# Early Retirement Strategy Crisis of Confidence



## 0xCC (Jan 5, 2012)

I am quite interested in the discussion going on in this thread: http://canadianmoneyforum.com/showt...y-wife-contributing-to-a-RRSP-lowest-tax-rate and it has motivated me to run some numbers on registered vs. non-registered investing and retirement strategies.

Skip down to the "Crisis of Confidence Part" below to get right to the numbers. This first part is just a little background...

Some brief background. I have been saving for retirement basically since I started working full-time in mid-late 90's. I mostly switched from an advisor managed portfolio to TD Waterhouse account around 2003 or so and I have been mostly investing for dividend income since around 2005. My wife and I have fully-funded TFSAs and not fully funded RSPs as well as non-registered accounts. Roughly 60% of our portfolio is in our non-registered accounts. With the amounts that we have set aside yearly for investing we could both max out our yearly RSP contribution room and TFSA contribution room and that would only use up about half of what we save for retirement. We have mostly been avoiding RSP contributions except for what is required to get the maximum match from my employer or what is required to bring our tax owing in April down to $0. My wife has a pension so she doesn't have much RSP contribution room left over at the end of the year but I don't have any pension so I could contribute the full 18% (I don't make enough to hit the RSP max contribution limit). My wife currently has about 40% of a year's pre-tax salary available in RSP contribution room, I have about 130% available. Our plan is to retire early and I think it is unlikely that we will be working full-time past 50 (under 8 years away). Our strategy has been to try to build up dividend income from a combination of Canadian and international (mostly US) companies with a focus on dividend growth. Due to the tax advantage of Canadian dividends most of our Canadian dividend paying companies are in our non-registered accounts. 

As I said, I started running some numbers on registered vs. non-registered retirement strategies. Previously I had always been focused on the after-tax income of non-registered vs. RSP accounts, not really paying too much attention to the pre-tax vs. post tax contribution issues. As I went though some examples based on the discussion in the thread above I started to think more about thinking of RSP contributions in pre-tax dollars instead of post-tax dollars with a refund thrown in at tax filing time. Switching that thinking around has made me question whether I should be using up more of my RSP contribution room.

__Given material__:

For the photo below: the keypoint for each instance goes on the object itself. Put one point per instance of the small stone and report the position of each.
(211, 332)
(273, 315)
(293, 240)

__Jobs__:
(A) In the early retirement post, roughly what share of the couple's portfolio sits in non-registered accounts?
(B) Write out the early retirement post from "As I said, I" up to and including "RSP contribution room.".

__Response list__:
(A) Roughly 60%.

(B)
As I said, I started running some numbers on registered vs. non-registered retirement strategies. Previously I had always been focused on the after-tax income of non-registered vs. RSP accounts, not really paying too much attention to the pre-tax vs. post tax contribution issues. As I went though some examples based on the discussion in the thread above I started to think more about thinking of RSP contributions in pre-tax dollars instead of post-tax dollars with a refund thrown in at tax filing time. Switching that thinking around has made me question whether I should be using up more of my RSP contribution room.